» **Point-per-instance localization data**
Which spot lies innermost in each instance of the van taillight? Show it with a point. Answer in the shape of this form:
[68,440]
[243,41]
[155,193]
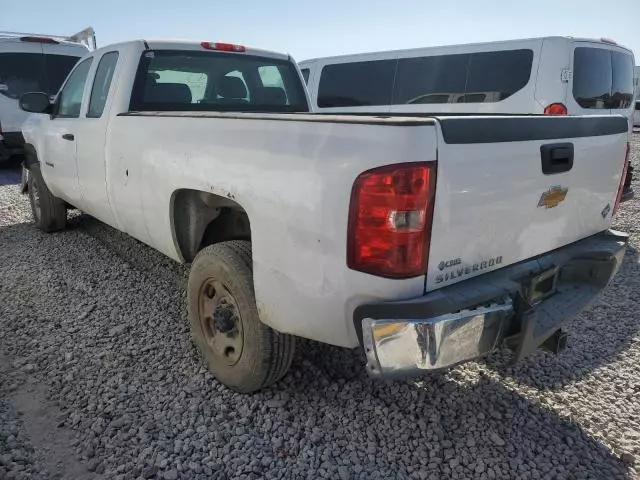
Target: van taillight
[622,179]
[556,109]
[390,219]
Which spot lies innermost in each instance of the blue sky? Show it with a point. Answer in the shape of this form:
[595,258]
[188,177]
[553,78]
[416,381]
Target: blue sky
[330,27]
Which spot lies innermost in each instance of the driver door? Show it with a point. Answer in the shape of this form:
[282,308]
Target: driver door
[59,164]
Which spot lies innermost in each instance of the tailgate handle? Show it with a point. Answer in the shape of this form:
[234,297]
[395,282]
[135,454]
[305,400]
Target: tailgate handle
[556,158]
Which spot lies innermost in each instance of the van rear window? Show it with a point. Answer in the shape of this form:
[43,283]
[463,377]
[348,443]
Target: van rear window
[602,78]
[33,72]
[185,80]
[481,77]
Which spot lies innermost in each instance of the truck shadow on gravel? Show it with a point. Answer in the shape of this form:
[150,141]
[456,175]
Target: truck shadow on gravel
[462,417]
[600,335]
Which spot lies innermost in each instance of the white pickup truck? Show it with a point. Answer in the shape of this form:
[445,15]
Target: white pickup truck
[426,241]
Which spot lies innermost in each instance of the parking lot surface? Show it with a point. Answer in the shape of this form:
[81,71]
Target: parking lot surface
[99,379]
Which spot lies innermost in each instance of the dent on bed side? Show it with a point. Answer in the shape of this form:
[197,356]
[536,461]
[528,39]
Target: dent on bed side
[200,218]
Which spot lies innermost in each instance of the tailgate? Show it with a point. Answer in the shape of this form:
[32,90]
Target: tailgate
[512,188]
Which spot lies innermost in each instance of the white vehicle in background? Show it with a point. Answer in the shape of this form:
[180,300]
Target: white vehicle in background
[636,82]
[550,75]
[33,62]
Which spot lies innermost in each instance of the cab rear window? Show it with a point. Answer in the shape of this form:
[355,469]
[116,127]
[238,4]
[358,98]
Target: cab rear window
[33,72]
[602,78]
[184,80]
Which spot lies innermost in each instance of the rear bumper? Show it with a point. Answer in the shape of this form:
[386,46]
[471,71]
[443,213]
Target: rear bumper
[525,303]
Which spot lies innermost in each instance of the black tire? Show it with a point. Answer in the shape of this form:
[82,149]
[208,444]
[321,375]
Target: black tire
[49,212]
[225,269]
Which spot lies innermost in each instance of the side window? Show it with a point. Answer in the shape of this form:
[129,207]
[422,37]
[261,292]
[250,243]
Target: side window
[494,76]
[101,84]
[592,77]
[437,79]
[356,84]
[70,97]
[305,75]
[622,90]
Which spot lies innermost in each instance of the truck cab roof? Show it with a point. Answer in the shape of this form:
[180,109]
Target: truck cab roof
[176,44]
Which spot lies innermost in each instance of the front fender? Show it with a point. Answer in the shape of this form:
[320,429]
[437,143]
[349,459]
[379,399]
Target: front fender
[31,158]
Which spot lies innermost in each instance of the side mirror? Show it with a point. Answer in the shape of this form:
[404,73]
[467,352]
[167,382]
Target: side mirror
[35,102]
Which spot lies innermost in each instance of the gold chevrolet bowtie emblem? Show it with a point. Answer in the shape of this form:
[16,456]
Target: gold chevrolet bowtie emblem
[552,197]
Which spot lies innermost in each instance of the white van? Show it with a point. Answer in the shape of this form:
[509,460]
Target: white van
[551,75]
[32,62]
[636,113]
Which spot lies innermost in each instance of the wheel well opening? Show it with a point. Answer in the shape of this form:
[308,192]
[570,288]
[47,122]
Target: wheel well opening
[200,219]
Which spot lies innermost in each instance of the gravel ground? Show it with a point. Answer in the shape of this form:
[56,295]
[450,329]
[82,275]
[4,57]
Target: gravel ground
[98,379]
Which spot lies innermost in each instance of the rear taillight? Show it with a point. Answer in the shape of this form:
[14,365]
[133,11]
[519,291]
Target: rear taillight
[556,109]
[390,220]
[622,179]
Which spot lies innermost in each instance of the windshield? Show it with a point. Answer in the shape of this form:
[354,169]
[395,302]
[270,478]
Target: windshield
[33,72]
[212,81]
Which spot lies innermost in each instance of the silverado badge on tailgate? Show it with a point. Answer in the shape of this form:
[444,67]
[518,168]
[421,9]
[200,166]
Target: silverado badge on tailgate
[553,197]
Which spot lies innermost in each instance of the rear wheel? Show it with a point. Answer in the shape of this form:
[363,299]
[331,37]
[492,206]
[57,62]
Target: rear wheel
[49,212]
[241,351]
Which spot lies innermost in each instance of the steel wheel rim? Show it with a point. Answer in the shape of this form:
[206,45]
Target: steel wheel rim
[220,321]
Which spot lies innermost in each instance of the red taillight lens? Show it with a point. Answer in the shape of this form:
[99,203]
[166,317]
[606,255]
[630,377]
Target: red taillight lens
[556,109]
[223,47]
[622,179]
[390,220]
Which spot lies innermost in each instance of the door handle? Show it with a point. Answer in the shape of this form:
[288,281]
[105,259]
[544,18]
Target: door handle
[556,158]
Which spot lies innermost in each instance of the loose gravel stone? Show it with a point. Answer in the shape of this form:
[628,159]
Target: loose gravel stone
[98,320]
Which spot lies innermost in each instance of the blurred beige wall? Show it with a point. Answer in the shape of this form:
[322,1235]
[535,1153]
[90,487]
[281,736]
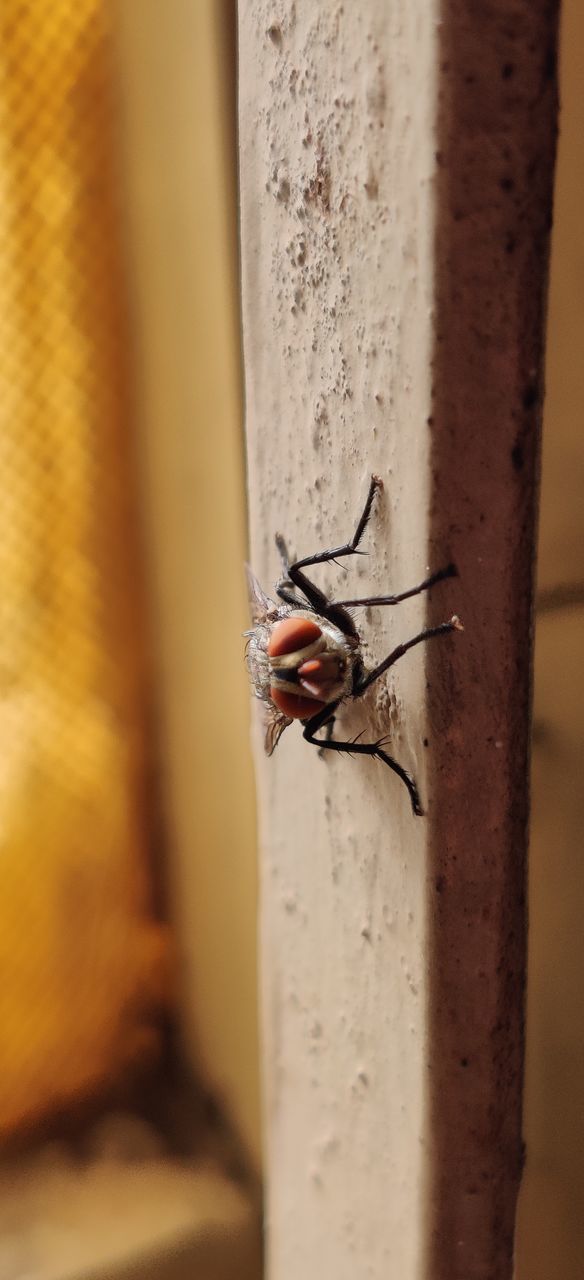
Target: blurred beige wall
[551,1239]
[176,69]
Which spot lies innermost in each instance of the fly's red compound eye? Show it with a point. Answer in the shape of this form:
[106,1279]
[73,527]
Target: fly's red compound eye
[292,634]
[293,705]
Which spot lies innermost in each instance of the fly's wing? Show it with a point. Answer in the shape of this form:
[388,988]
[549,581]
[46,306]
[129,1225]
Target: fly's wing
[260,604]
[274,725]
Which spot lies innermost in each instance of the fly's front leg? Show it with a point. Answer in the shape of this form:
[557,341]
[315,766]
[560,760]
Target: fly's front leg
[328,732]
[450,571]
[356,748]
[295,572]
[368,679]
[347,548]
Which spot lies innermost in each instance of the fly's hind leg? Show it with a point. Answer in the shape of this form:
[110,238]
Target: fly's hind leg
[356,748]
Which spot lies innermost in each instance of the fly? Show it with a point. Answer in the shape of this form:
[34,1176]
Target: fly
[304,654]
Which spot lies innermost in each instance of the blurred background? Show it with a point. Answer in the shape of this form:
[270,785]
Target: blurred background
[128,1040]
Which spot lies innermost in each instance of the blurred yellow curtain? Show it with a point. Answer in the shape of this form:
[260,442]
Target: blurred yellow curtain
[82,955]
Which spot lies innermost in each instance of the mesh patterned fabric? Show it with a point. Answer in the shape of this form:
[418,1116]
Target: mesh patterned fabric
[82,955]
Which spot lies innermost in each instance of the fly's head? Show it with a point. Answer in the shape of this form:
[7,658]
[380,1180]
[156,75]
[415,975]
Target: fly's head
[297,661]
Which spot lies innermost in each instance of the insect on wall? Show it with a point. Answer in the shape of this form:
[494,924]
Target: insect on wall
[305,653]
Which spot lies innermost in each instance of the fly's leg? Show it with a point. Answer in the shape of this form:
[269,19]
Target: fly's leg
[328,732]
[375,749]
[315,597]
[288,597]
[368,677]
[450,571]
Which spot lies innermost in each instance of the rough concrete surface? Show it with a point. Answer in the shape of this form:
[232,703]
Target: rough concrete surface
[396,167]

» **Exercise requirements**
Every record above must be printed exactly, except for its images.

» **Output of the task**
Which spot lies innermost in each instance of the van taillight? Show it with a point. Answer in the shape of this form:
[68,440]
[243,41]
[155,193]
Target: van taillight
[622,179]
[556,109]
[390,219]
Which spot lies innermost in each instance of the blue sky? Show it with a point. Answer in the shape of this form:
[595,258]
[188,177]
[553,78]
[416,381]
Target: blue sky
[330,27]
Which spot lies innermost in each instance of the driver door? Show it with a point. Answer in the shape of this form:
[282,308]
Target: driver door
[59,164]
Which spot lies innermost in each instance of the tailgate handle? Show it with a point. Answer in the shape of this form:
[234,297]
[395,282]
[135,454]
[305,400]
Target: tailgate handle
[556,158]
Which spot lies innermost in each instance of the van rear window? Show it with a point. Answer in the shape of this form:
[43,283]
[463,377]
[348,443]
Target: van rear window
[602,78]
[33,72]
[185,80]
[481,77]
Which spot lies innermost in each instance of the truck shadow on gravel? Show it with a point. Answer in the shape of this form:
[150,141]
[456,175]
Target: truck shadow on gravel
[462,417]
[600,335]
Which spot lies innermost in each instance of the white pickup truck? Show it with a point. Answer in the shape of this form:
[445,15]
Target: white pickup truck
[426,241]
Which spot lies innermost in each instance of the parking lot surface? Show it with a point. Answer in the shape of this form:
[81,71]
Target: parking lot surface
[99,379]
Which spot lies innermost in each instance of the dent on bed side? Show it with a point. Answer in the shape of this form:
[197,356]
[536,461]
[528,39]
Target: dent on bed side
[200,218]
Which spot lies innermost in each instance of the tailgate? Show it with a point. Answer in the shape of this form:
[32,90]
Target: tailgate
[512,188]
Which spot lies innermost in each instance of the white vehicle in background? Show it with a point. Answer in the shape of this form:
[180,300]
Target: white vehicle in background
[636,82]
[550,75]
[33,62]
Which spot lies innermost in each instance of the cab rear window? Show it with a point. Answer in the shape of this form:
[355,469]
[116,127]
[238,4]
[358,98]
Target: cab rear window
[33,72]
[602,78]
[184,80]
Which spot lies innermost in each instance of the rear bumper? Show it with a point. Answer in the shape of this form:
[386,46]
[471,71]
[443,213]
Target: rear bumper
[525,303]
Which spot lies innermost in each instance of the black tire? Show it with a point. Answer in the shape of this form:
[82,149]
[208,444]
[321,375]
Target: black tire
[49,212]
[225,269]
Which spot lies innermost in each instance of the side window? Show it with a point. Answer in the shape of this form:
[129,207]
[422,37]
[261,292]
[250,243]
Target: side window
[494,76]
[101,84]
[592,77]
[437,79]
[356,84]
[70,97]
[305,75]
[622,90]
Which spot lies innermost in each instance of the truck cab roof? Show it with a point. Answer in the shape of this form:
[180,109]
Target: truck cab roof
[176,44]
Which spot lies innermost in each instance of the front fender? Show it with a point. Answer in the shape of this form:
[320,429]
[437,143]
[349,459]
[379,399]
Target: front fender
[31,158]
Which spot lies innermost in each instance of the side mirror? Show it with a point. Answer in the shape of this form:
[404,73]
[467,352]
[167,382]
Target: side mirror
[35,102]
Which spot lies innermost in each instance of the gold chevrolet bowtie emblem? Show it with a point. Answer in the shape of this form:
[16,456]
Target: gold chevrolet bowtie emblem
[552,197]
Which spot lies innermost in each instance of the white van? Show it with a point. Answer in the shape of this form:
[509,460]
Target: white van
[551,75]
[32,62]
[636,113]
Which spot lies innermost in each instance of the wheel well opening? Show it with a point. Answer in the shape of this form:
[308,192]
[570,288]
[47,122]
Target: wheel well opening
[200,219]
Which spot lies innermost in each instance of the gravel ground? Show it with a point. Answer in the shape of this form:
[56,295]
[450,329]
[82,275]
[4,57]
Target: gravel ground
[98,379]
Which spot lies innermost in each instance of the rear taillight? Show it with a point. Answer in the shape of this form:
[14,365]
[133,11]
[519,291]
Target: rear taillight
[556,109]
[390,220]
[622,179]
Which spot lies innermost in each instance of the windshield? Show it with a point. Answer in the shape of this form:
[354,169]
[395,302]
[270,478]
Target: windshield
[33,72]
[212,81]
Which spot lies innermost in each instance of the silverado badge on tailgate? Show it with a point. Answer in the shape of this form:
[444,67]
[518,168]
[421,9]
[200,166]
Target: silverado badge on tailgate
[553,197]
Which spot lies innermost in each instance of the rear wheel? Show it with a point. Answer in the shape of this form:
[363,299]
[331,37]
[492,206]
[57,62]
Target: rear wheel
[49,212]
[241,351]
Which spot lies innermost in each instance of the steel wheel rim? Show it with a point. Answer in the shape of this form:
[206,45]
Target: steel wheel rim
[220,321]
Which spot lies innermost in each instance of the red taillight lens? Show it with a point. Answer in the shape of this form:
[99,203]
[166,317]
[606,255]
[630,377]
Target: red taillight lens
[556,109]
[223,47]
[622,179]
[390,220]
Which spot lies innermost in each instance of the door handle? Show it with a point. Answer in the shape of this form:
[288,281]
[105,259]
[544,18]
Target: door handle
[556,158]
Which spot lies innermost in each instance of the loose gravel stone? Show it with a point. Answer in the shape of this form:
[628,159]
Target: loose gravel stone
[98,320]
Which spot lies innermost in each instance of the blurred beige wall? Show it with a point. Answer in the shape of this form:
[322,1235]
[535,1153]
[90,487]
[281,736]
Target: blurred beige wall
[551,1239]
[176,69]
Which spot lies innermost in each instance of the fly's red compound eye? Show it with a point. Answer in the shape of this form:
[106,1279]
[73,527]
Target: fly's red compound eye
[292,634]
[293,705]
Which spot lies innermost in each instance of the fly's wing? Show it with a point. Answer in the shape of this form:
[388,988]
[549,581]
[46,306]
[129,1225]
Target: fly's wing
[260,604]
[274,725]
Which spot lies innermost in each instance of the fly's front leg? Show it with a point. Answer in the shape of this form:
[557,341]
[315,766]
[560,760]
Target: fly's front leg
[328,732]
[450,571]
[356,748]
[295,572]
[368,679]
[347,548]
Which spot lies innermost in each instance of the fly's hind leg? Show it with a point. Answer in the shape of this form:
[110,238]
Target: fly's hind leg
[356,748]
Which spot lies innermost in each instance of the fly? Show it with a point. Answer in the shape of this form:
[34,1176]
Target: fly
[304,654]
Which spot lies innermost in each instance of the blurred background? Show it with a point. Answer in the shape of this form:
[270,785]
Target: blurred background
[128,1040]
Which spot lies innermost in each instance of the blurred yellow curtain? Show it with a point. Answer in the shape of this form:
[260,442]
Target: blurred yellow curtain
[82,955]
Which spot lies innermost in each instance of the mesh patterned fabric? Show it with a point. Answer in the shape of this form:
[418,1116]
Target: mesh patterned fabric
[82,955]
Which spot lies innermost in each instance of the fly's head? Show it with a point. Answer in the shape of this form:
[7,658]
[380,1180]
[156,75]
[415,975]
Target: fly's head
[297,661]
Which spot lies innermost in each instance of the insect on wall? Show it with a point. Answer in the shape of this form:
[494,924]
Target: insect on wall
[305,653]
Which spot lies innermost in each instance of the fly's leg? Show it with a point. Answer in the shape of this form:
[269,19]
Target: fly's leg
[328,732]
[375,749]
[315,597]
[288,597]
[368,677]
[450,571]
Which spot lies innermost in each instance of the rough concrete surface? Show it with a point. Answer in the shape of this form:
[232,703]
Target: rough concrete surface
[396,167]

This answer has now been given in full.